- _PROVIDED RECORDS_
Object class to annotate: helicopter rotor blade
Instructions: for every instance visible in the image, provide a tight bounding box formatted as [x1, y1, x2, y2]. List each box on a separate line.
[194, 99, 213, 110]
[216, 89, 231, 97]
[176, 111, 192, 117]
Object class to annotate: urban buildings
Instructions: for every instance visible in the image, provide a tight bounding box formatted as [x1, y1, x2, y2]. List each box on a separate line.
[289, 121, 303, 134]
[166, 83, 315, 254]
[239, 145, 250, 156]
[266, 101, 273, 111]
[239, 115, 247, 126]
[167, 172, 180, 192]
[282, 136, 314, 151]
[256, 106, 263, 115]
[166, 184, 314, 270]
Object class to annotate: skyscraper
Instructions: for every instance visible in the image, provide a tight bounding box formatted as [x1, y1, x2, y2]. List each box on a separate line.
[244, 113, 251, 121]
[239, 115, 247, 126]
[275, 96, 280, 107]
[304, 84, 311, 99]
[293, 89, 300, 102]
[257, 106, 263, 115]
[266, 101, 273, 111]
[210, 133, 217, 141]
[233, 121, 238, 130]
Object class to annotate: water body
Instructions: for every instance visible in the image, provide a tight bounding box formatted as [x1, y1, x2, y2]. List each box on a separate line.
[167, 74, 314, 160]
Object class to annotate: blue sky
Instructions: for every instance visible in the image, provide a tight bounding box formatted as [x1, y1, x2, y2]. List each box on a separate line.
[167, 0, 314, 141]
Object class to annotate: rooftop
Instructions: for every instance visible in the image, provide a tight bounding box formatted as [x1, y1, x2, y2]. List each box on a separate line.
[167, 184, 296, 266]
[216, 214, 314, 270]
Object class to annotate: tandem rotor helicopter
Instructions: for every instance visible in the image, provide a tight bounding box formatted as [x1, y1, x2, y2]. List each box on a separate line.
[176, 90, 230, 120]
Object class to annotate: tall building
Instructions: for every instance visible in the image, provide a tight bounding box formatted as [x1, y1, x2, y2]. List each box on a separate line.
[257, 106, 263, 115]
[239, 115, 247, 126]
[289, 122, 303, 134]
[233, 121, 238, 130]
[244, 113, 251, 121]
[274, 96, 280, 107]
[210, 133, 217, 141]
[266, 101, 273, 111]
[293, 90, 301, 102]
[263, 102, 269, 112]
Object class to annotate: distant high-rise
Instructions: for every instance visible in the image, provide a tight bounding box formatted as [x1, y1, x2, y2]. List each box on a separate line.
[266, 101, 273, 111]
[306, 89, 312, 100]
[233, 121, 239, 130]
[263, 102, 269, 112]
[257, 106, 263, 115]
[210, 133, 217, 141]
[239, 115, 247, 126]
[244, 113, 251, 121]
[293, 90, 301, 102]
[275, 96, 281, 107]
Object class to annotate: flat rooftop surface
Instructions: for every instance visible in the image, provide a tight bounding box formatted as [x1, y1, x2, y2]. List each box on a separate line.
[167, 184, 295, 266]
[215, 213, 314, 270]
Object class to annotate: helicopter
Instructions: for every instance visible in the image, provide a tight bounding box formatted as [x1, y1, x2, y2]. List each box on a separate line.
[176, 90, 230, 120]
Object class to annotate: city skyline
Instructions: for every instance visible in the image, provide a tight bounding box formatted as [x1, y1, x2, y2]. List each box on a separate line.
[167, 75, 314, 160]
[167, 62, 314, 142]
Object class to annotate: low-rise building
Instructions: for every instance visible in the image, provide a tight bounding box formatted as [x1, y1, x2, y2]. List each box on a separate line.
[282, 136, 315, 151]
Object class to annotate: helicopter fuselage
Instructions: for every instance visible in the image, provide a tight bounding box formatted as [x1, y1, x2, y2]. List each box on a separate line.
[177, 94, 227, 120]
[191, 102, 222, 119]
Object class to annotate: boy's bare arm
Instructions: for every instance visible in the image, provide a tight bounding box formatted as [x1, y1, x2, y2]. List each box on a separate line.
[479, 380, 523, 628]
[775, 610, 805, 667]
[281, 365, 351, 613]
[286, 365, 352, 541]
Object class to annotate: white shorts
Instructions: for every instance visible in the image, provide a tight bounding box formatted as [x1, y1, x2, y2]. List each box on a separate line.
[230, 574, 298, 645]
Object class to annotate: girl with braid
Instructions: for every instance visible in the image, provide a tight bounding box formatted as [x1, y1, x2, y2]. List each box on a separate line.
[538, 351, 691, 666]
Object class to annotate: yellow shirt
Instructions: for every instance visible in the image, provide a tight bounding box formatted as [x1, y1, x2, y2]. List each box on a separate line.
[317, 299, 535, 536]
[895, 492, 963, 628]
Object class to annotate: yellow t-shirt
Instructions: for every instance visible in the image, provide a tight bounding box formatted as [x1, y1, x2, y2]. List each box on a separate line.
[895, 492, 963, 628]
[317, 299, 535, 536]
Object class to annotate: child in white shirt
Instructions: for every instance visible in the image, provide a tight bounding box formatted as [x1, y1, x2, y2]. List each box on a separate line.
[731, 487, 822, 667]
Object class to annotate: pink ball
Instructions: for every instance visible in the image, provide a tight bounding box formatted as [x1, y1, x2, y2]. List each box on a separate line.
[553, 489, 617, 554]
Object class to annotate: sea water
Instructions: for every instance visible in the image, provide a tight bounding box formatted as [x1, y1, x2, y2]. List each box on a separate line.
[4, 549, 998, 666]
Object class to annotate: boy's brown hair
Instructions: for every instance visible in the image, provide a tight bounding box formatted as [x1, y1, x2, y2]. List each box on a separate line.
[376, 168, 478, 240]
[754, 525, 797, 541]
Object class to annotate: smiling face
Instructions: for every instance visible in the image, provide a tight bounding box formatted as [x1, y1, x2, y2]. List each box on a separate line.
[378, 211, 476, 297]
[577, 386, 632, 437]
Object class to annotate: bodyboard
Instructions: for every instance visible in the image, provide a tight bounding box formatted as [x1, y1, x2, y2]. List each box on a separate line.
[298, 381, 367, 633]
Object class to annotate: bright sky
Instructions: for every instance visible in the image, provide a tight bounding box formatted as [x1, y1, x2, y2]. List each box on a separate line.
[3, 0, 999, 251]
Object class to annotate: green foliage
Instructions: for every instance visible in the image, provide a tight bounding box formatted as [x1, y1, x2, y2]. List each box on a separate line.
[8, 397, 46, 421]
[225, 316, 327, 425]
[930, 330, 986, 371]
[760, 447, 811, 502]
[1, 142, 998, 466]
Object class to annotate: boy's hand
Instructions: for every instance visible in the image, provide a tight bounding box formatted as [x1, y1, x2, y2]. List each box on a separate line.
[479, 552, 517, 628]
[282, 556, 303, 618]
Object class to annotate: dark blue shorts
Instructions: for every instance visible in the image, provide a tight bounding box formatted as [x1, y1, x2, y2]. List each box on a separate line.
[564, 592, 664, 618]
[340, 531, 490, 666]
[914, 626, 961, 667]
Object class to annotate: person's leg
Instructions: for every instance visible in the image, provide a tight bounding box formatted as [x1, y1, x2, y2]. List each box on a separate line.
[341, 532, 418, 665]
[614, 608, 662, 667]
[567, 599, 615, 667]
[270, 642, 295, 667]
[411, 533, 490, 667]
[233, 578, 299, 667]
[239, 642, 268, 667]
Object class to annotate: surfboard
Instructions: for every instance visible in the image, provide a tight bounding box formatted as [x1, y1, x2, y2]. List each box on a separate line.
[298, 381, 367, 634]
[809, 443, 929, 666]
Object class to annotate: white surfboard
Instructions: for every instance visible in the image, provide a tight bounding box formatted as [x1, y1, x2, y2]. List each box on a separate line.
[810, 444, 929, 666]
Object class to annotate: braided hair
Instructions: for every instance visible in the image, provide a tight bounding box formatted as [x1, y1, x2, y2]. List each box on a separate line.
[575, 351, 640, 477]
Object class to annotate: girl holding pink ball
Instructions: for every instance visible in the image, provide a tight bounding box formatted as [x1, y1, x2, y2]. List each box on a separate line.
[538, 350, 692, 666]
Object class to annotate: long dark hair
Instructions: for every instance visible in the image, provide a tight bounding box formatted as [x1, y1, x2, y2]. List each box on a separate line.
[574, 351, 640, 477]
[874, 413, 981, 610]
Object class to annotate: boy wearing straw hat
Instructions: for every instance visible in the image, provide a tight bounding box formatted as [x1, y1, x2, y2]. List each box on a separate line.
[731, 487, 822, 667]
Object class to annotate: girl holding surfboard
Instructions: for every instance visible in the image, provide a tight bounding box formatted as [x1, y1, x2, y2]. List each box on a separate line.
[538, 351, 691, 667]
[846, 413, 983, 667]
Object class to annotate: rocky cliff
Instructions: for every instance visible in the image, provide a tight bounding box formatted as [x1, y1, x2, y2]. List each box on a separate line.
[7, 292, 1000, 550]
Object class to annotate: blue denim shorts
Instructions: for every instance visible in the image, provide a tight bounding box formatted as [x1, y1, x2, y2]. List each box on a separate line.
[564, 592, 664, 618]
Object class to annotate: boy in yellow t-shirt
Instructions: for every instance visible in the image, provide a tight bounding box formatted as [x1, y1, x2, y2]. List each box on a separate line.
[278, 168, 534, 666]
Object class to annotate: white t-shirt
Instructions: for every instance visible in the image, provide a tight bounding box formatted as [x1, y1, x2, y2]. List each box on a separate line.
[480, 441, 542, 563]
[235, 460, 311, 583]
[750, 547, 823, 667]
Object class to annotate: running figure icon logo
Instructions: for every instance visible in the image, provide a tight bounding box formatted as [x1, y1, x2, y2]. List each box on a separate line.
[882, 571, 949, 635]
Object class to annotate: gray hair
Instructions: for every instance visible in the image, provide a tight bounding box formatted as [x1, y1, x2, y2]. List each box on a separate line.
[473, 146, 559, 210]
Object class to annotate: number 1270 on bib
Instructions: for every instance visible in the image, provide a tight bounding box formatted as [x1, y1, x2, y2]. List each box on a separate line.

- _BRIEF_
Identify how many lines in the entries above contain the word "surfboard" and provide only that figure.

- _WRITTEN ANSWER_
3